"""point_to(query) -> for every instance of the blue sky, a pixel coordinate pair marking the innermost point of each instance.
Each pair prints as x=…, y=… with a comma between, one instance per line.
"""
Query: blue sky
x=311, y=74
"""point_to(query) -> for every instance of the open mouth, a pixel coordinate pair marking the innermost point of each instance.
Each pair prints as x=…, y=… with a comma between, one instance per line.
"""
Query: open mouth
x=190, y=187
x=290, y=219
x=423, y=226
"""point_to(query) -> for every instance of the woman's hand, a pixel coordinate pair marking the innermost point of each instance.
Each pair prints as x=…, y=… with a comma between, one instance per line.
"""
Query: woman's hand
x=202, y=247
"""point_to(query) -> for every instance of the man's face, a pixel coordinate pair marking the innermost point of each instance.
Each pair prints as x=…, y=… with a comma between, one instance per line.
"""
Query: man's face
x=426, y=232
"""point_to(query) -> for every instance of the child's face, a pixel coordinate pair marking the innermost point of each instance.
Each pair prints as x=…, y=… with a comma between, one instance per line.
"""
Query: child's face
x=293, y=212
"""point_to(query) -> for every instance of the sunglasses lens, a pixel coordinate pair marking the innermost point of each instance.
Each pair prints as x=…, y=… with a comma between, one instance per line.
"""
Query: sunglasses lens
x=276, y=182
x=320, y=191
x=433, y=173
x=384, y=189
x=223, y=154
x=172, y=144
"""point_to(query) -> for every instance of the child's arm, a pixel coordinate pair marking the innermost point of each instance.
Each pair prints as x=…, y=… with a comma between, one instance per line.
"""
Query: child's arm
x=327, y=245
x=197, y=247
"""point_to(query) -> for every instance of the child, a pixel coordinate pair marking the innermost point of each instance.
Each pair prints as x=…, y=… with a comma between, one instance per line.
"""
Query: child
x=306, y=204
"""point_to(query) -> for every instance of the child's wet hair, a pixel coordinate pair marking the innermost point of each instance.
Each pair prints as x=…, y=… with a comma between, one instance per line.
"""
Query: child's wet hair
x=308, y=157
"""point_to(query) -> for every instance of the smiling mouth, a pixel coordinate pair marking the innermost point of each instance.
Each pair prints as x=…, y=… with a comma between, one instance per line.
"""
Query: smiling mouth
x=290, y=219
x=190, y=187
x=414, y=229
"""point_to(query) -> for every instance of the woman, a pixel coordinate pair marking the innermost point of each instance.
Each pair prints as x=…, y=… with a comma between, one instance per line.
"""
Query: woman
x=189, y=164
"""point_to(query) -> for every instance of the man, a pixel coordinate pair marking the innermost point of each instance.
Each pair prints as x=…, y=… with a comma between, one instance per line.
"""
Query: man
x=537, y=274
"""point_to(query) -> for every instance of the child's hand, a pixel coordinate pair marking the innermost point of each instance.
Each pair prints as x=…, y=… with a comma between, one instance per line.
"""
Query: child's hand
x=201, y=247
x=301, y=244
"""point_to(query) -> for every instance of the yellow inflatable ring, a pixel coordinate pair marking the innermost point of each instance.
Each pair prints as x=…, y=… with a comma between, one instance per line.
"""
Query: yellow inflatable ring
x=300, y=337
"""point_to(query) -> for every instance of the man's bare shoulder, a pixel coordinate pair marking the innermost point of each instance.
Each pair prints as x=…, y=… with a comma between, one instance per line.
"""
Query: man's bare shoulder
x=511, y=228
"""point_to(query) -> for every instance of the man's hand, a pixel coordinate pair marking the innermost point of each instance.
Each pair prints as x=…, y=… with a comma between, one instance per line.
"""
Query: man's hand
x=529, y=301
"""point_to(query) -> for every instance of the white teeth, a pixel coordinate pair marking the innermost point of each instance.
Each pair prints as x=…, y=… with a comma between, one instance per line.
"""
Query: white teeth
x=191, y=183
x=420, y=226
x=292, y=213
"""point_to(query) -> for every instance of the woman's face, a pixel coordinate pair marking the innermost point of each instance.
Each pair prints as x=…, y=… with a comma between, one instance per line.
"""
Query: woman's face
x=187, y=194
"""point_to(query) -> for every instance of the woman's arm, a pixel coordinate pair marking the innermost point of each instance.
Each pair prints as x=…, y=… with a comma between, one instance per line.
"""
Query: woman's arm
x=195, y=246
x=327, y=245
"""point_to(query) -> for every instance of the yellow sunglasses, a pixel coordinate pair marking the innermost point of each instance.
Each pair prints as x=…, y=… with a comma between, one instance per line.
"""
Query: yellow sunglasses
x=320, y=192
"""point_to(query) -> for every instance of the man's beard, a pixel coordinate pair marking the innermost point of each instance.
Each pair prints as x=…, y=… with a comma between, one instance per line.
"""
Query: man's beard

*EXERCISE DESCRIPTION:*
Each line above should be duplicated without any alteration.

*RESULT BELOW:*
"""point_to(query) -> for every instance of the blue sky, a pixel coordinate pair marking the innermost point of each instance.
Each pair prints as x=…, y=… with a comma between, one instance per line.
"""
Query: blue sky
x=311, y=74
"""point_to(query) -> for every instance of the open mouth, a pixel coordinate pair marking the innermost point of each instance.
Each pair prints as x=…, y=… with a comma between, one instance per line.
"""
Query: open mouth
x=190, y=187
x=290, y=219
x=423, y=226
"""point_to(query) -> for every instance of the woman's hand, a pixel coordinate pair marking the innermost point of each instance.
Each pair prints as x=…, y=… with a comma between, one instance per line.
"""
Query: woman's hand
x=202, y=247
"""point_to(query) -> for every instance of the man's face, a pixel coordinate pair marking the innermost point of each instance.
Each pair prints as x=…, y=… with a comma between, one instance per line.
"""
Query: man's face
x=426, y=232
"""point_to(query) -> for every instance of the child's face, a pixel coordinate pair marking the innermost point of each instance.
Each pair prints as x=…, y=… with a comma between, one instance per line.
"""
Query: child's face
x=293, y=212
"""point_to(query) -> for every instance of the sunglasses lens, a pixel coordinate pair marking the innermost point of each instance.
Each pair prints as x=…, y=… with a comma between, one instance per line.
"""
Query: sunglasses lens
x=276, y=182
x=320, y=191
x=433, y=173
x=384, y=189
x=223, y=154
x=172, y=144
"""point_to(query) -> for every instance of the child's arm, a pixel coordinate pair marking the innermost point of each instance.
Each pair prints as x=…, y=… with a comma between, one instance per line.
"""
Query: child's arm
x=327, y=245
x=197, y=247
"""point_to(query) -> for every instance of the child, a pixel coordinate pair marking the innermost point of each instance.
Each pair prints as x=…, y=… with a comma between, one instance per line.
"""
Query: child
x=306, y=204
"""point_to(query) -> for every instance of the child's wet hair, a pixel coordinate pair marking the innermost point of each instance.
Each pair prints as x=…, y=… with a comma between, one instance per line.
"""
Query: child's wet hair
x=308, y=157
"""point_to(query) -> for every instance of the smiling mouth, a pixel coordinate pair marking the innermost point of each instance.
Each pair prints as x=…, y=… with a comma between, one instance per line.
"""
Query: smiling mouth
x=290, y=219
x=190, y=187
x=414, y=229
"""point_to(query) -> for every instance of the woman, a pixel coordinate pair marking the innermost point of each instance.
Each pair prints as x=…, y=… with a comma between, one instance per line.
"""
Query: woman
x=189, y=164
"""point_to(query) -> for every instance of the man, a pixel coordinate pair marking the innermost point of each instance.
Each pair prints as x=…, y=… with a comma between, one instance per line.
"""
Query: man
x=537, y=274
"""point_to(query) -> for every instance of the child's hand, a pixel coordinate pair marking the innermost point of each instance.
Each pair prints as x=…, y=… with a comma between, one instance per line.
"""
Query: child's hand
x=201, y=247
x=301, y=244
"""point_to(query) -> for every instance of the yellow inflatable ring, a pixel coordinate pair marking the innermost point of each instance.
Each pair prints as x=…, y=… with a comma between, one instance per line.
"""
Query: yellow inflatable ring
x=300, y=337
"""point_to(query) -> for every instance of the man's bare shoulder, a pixel coordinate pair marking the innermost point of each instance.
Each pair prints as x=…, y=… with a comma between, one instance per line.
"""
Query: man's bare shoulder
x=511, y=228
"""point_to(query) -> for every instance of the man's hand, a pixel coordinate pair marking the innermost point of each instance.
Each pair prints as x=…, y=… with a comma between, one instance per line.
"""
Query: man's hand
x=529, y=301
"""point_to(query) -> for every instance of the white teeth, a pixel coordinate pair marking the innermost point of each instance.
Each pair prints as x=…, y=… with a comma between, one instance per line.
"""
Query: white teeth
x=191, y=183
x=420, y=226
x=292, y=213
"""point_to(query) -> for every instance of the woman's face, a pixel coordinate pair marking the innermost point of each instance.
Each pair prints as x=…, y=… with a comma between, one instance per line.
"""
Query: woman's face
x=187, y=194
"""point_to(query) -> for every instance of the woman's arm, a pixel coordinate pair marking the innermost point of each instance.
Each pair prints as x=…, y=… with a comma between, one instance per line.
"""
Query: woman's arm
x=195, y=246
x=327, y=245
"""point_to(query) -> for every instance of the yellow sunglasses, a pixel coordinate pair marking the innermost point of each instance.
Each pair prints as x=…, y=… with a comma between, one instance per line.
"""
Query: yellow sunglasses
x=320, y=192
"""point_to(query) -> for every instance of the man's beard, a pixel coordinate pair marking the innermost point of each instance.
Each pair prints as x=…, y=… with a comma between, one instance per line.
"""
Query: man's beard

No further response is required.